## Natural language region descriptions
============

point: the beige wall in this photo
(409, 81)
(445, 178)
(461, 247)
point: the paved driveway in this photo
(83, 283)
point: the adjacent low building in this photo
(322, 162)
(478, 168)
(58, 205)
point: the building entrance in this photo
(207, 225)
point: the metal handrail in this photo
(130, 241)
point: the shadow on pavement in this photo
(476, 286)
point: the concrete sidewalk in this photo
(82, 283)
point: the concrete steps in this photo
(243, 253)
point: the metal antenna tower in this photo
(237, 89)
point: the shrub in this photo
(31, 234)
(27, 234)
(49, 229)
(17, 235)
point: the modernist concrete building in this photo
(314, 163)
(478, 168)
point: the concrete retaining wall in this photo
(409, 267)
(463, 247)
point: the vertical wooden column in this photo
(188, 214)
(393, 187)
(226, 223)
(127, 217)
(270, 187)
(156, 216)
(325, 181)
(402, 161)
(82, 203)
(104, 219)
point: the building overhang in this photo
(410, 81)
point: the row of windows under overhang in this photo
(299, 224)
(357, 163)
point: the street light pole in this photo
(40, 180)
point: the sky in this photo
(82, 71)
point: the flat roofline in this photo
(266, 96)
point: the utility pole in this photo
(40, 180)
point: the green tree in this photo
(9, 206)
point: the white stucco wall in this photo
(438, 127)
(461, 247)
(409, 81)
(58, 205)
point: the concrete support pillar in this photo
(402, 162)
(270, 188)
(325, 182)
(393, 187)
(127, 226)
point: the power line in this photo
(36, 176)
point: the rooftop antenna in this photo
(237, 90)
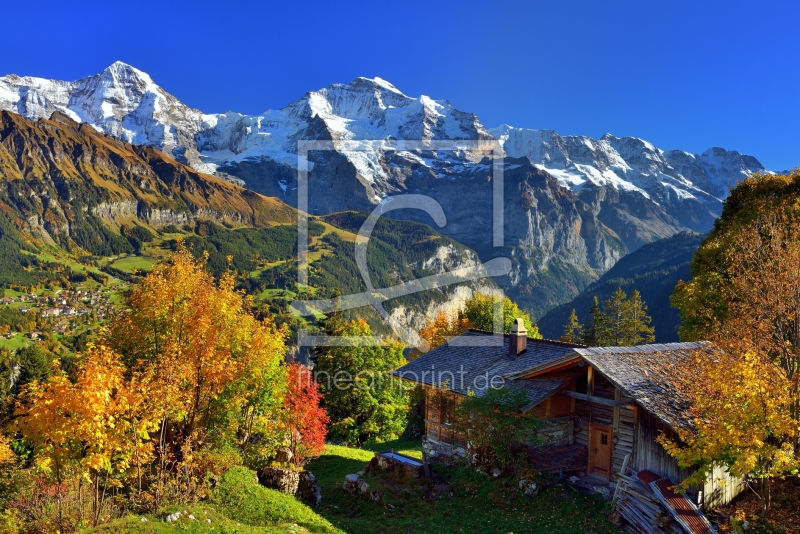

============

Please transcribe every entry exactly as written, leaving the pictures out.

point: the beige wall in this photo
(409, 81)
(445, 178)
(461, 247)
point: the paved driveway in this photo
(83, 283)
point: the adjacent low building in this photo
(322, 162)
(478, 168)
(58, 205)
point: the building entrance in this photo
(207, 225)
point: the metal handrail in this photo
(130, 241)
point: the shadow on pavement in this photo
(476, 286)
point: the concrete sidewalk in this photo
(82, 283)
point: the concrete steps in this photo
(243, 253)
point: the metal antenna tower in this photo
(237, 89)
point: the shrub in this photo
(31, 234)
(27, 234)
(49, 229)
(17, 235)
point: the modernist concrete building in this photo
(314, 163)
(478, 168)
point: the concrete retaining wall in this photo
(409, 267)
(463, 247)
point: the vertical wooden column in this photo
(188, 214)
(393, 187)
(226, 223)
(127, 217)
(270, 187)
(156, 216)
(325, 181)
(402, 161)
(82, 203)
(104, 219)
point: the building overhang in this photo
(410, 81)
point: the row of windows under overhang in this photo
(299, 224)
(357, 163)
point: the street light pole in this photo
(40, 180)
point: the sky in this photo
(82, 71)
point: the flat roofline in this photo
(266, 96)
point: the utility pole in this photo
(40, 180)
point: the green tree in this photo
(9, 206)
point: the white stucco wall in this photo
(438, 127)
(461, 247)
(409, 81)
(58, 205)
point: the concrete support pillar in this photo
(402, 162)
(270, 188)
(325, 182)
(393, 187)
(127, 226)
point: the power line in this photo
(36, 176)
point: the rooftop antenna in this photo
(237, 90)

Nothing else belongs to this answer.